Exercise objective: Pick out each line in the entries below that contains the word "Requested" with the same capitalization, and copy those lines.

Record set:
┏━━

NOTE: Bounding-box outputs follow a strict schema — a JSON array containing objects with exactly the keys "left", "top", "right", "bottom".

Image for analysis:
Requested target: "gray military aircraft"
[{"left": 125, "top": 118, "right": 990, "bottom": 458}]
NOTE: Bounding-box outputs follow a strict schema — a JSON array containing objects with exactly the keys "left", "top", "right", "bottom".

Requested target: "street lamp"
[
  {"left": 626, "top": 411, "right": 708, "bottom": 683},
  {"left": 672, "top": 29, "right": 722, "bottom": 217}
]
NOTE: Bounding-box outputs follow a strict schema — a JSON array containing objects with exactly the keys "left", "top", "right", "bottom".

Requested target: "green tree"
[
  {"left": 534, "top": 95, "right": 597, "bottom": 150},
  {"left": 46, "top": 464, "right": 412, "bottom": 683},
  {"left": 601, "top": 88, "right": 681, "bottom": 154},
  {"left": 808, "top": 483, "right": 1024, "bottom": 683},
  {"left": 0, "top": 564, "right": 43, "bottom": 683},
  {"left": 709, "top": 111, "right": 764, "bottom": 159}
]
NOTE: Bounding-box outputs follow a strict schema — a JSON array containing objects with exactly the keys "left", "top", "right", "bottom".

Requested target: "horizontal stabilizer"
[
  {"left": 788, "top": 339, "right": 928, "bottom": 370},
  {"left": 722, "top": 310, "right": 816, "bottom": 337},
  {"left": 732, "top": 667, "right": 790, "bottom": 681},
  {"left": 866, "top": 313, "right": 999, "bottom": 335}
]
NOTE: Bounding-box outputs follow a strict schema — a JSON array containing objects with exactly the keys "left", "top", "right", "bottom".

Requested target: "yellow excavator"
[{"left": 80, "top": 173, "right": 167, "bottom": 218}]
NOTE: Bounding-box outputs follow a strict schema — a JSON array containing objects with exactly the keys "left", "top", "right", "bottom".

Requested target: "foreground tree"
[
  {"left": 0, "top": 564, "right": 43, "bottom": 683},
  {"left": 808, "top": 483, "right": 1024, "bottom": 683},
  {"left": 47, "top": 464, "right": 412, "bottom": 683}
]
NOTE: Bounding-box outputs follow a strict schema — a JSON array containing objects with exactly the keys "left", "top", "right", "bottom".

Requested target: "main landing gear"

┗━━

Task solution:
Requested target: "gray military aircraft"
Requested target: "street lamp"
Requested target: "green tree"
Requested target: "horizontal stabilizer"
Requested target: "yellow excavator"
Requested target: "foreground tree"
Requested target: "main landing gear"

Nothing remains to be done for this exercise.